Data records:
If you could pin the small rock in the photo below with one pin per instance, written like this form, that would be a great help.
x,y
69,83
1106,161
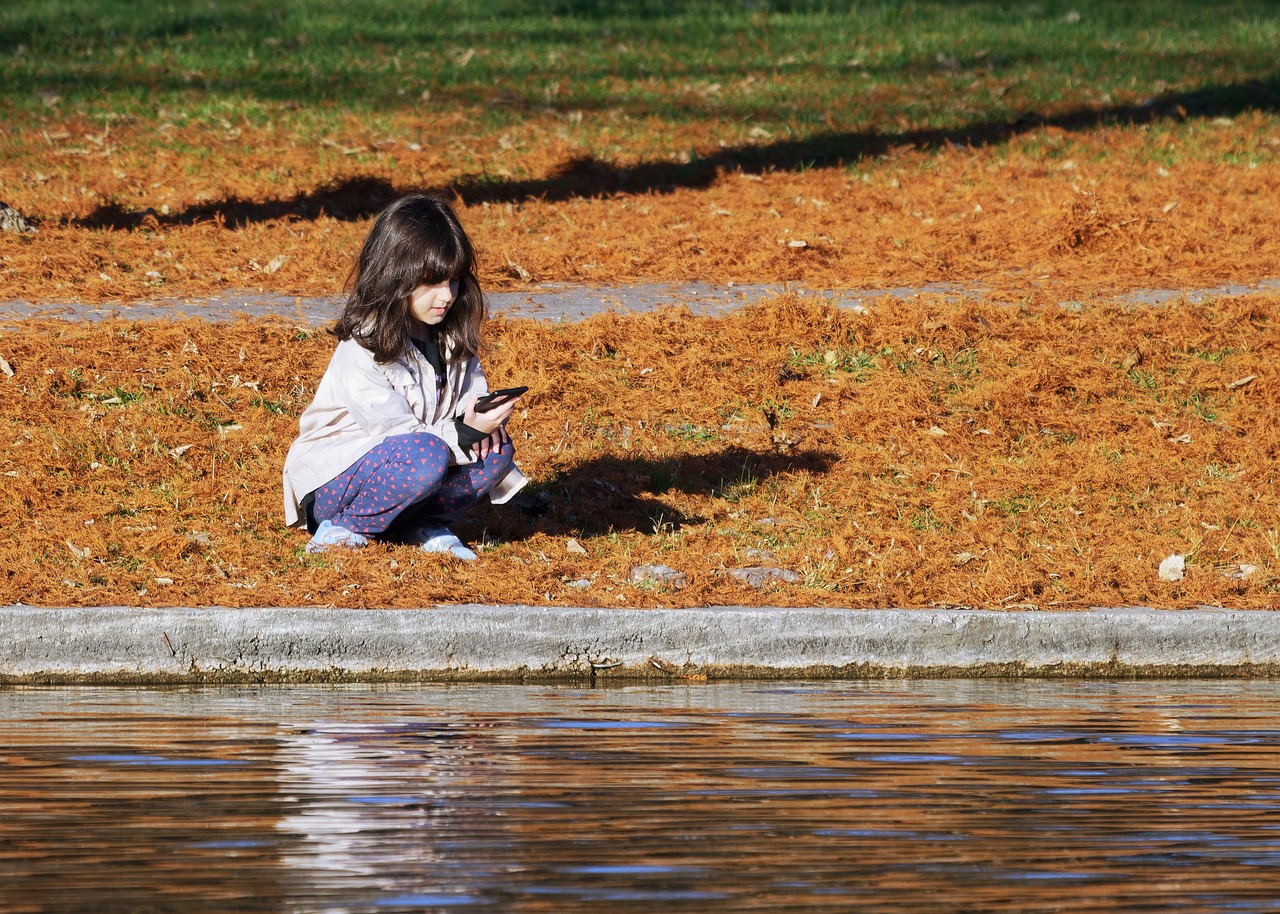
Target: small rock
x,y
658,574
758,576
12,220
1173,569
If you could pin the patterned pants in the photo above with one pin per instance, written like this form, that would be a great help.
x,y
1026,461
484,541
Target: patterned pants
x,y
406,483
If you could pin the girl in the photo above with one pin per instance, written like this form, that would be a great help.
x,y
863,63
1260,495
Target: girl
x,y
392,446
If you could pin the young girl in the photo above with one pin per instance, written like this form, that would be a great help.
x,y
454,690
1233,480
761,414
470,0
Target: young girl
x,y
392,446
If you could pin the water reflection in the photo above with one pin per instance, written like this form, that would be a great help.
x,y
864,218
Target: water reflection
x,y
888,796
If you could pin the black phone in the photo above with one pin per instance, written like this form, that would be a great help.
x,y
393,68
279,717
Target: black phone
x,y
496,398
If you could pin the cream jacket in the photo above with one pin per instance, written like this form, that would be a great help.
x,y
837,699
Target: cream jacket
x,y
359,403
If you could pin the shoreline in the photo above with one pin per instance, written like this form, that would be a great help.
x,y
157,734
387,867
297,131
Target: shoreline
x,y
114,645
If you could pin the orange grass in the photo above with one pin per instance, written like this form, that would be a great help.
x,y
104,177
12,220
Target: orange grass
x,y
920,453
1050,214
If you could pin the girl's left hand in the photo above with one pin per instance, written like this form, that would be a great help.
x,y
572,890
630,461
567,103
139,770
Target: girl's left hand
x,y
492,423
493,443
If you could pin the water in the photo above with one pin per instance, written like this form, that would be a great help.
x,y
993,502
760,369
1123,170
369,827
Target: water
x,y
886,796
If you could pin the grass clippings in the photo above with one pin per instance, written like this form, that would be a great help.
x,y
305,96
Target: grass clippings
x,y
919,453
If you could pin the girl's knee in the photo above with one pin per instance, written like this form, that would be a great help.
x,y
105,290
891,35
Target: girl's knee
x,y
497,464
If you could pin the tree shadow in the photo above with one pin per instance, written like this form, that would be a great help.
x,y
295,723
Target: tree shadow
x,y
361,197
625,494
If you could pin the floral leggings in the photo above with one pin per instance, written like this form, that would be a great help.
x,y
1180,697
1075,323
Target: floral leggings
x,y
406,483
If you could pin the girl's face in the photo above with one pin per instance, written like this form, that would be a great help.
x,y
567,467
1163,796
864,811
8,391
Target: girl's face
x,y
429,304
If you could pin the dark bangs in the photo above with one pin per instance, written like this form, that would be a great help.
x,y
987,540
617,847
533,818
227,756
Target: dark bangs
x,y
417,240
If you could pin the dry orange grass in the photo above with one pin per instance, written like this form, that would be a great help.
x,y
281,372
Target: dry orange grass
x,y
920,453
927,452
1050,214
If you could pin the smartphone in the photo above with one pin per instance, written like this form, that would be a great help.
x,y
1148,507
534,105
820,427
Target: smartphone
x,y
497,398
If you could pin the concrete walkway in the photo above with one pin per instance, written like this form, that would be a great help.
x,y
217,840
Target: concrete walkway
x,y
524,643
210,644
566,302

**Task directions**:
Copy out every line of the data records above word for word, leaving out the pictures.

**Problem solution**:
If you could pin the small rock in the photo below with one pin per instance, written like this form, that would be a great help.
x,y
69,83
1106,161
Target: small rock
x,y
658,574
758,576
12,220
1173,569
If you could pin the patterned pants in the photo above with one pin per instance, written like this form, that would be a great help.
x,y
1026,461
484,541
Target: patterned pants
x,y
406,483
If you could pin the girl in the photo above with one pin per instance, written like this form, that would be a great help.
x,y
863,63
1260,495
Target: girl
x,y
392,446
If you could pin the young girl in the photo above with one pin per instance, written like this form, that would be a great help.
x,y
454,690
1233,480
761,414
470,0
Target: young girl
x,y
392,446
If you could pin the water reflection in the photo above with one pin per instance, written like this form, that would be a great help.
x,y
864,218
Target: water reflection
x,y
888,796
If you could pin the black phone in the photo above with one pin per instance, written like this form, that would be a great help.
x,y
393,68
279,717
Target: black phone
x,y
496,398
If you could pin the cream jacket in the photo above with one pin per instance, written like this form, that would be a great help.
x,y
837,699
Target: cream jacket
x,y
359,403
If you could pin the shoreline in the photo above with one pin per instance, written like this form, that would be a great help.
x,y
157,734
387,867
297,131
Target: shoreline
x,y
114,645
If you could pin the orange grass in the photo above with one pin per instance, written like this form, that would be a great help.
x,y
104,177
12,220
Target: orange grass
x,y
920,453
1050,214
If you could pin the girl's left hand in the photo above with one pin per instance, written like this form, that would be a great help.
x,y
572,890
630,461
567,103
139,770
Target: girl's left hand
x,y
492,423
493,443
If you could pin the water in the photo above with one pin per instance, written like this form, that would be a great help.
x,y
993,502
760,369
1123,170
369,827
Target: water
x,y
886,796
If you could pin the grass clippings in the photo above with one pin per instance, written like this form, that would be a great help.
x,y
305,96
Target: grass clippings
x,y
919,453
If you could pin the girl's knee in the photo above with one pin per instance, written like this form, that would be a great help.
x,y
105,290
891,35
Target: girl's knee
x,y
497,464
If you could pin the tree shadow in the photo above with one pin per instance, written like this form, that would be a great help.
x,y
295,723
Target: tree shadow
x,y
361,197
625,494
If you could pin the floral leggings in the photo above with one pin per instance, written like this form, that would be a great help.
x,y
1180,697
1075,323
Target: floral leggings
x,y
406,483
If you could pin the girl's face in the photo above with one pin per instance, written like this form, that would be a great help.
x,y
567,467
1163,796
864,811
8,391
Target: girl's face
x,y
429,304
If you could pin the dark bangs in the photo above with one pin per instance, written like this form, that would be a great help.
x,y
987,540
617,847
533,818
227,756
Target: dark bangs
x,y
417,240
If you could pin the dry orange grass in the photo above with one pin per instance, written like this form, that would be a great help.
x,y
281,372
Target: dry orange grass
x,y
920,453
927,452
1050,214
If you could pin the smartphone in the photo above with one pin per instance, written like this form, that would be a great help.
x,y
1148,507
534,105
820,427
Target: smartphone
x,y
497,398
If you could pin the concrete walkway in the photo above with one pin per instance, written like this form, that would be a great help.
x,y
217,840
Target: concrete walkway
x,y
524,643
210,644
566,302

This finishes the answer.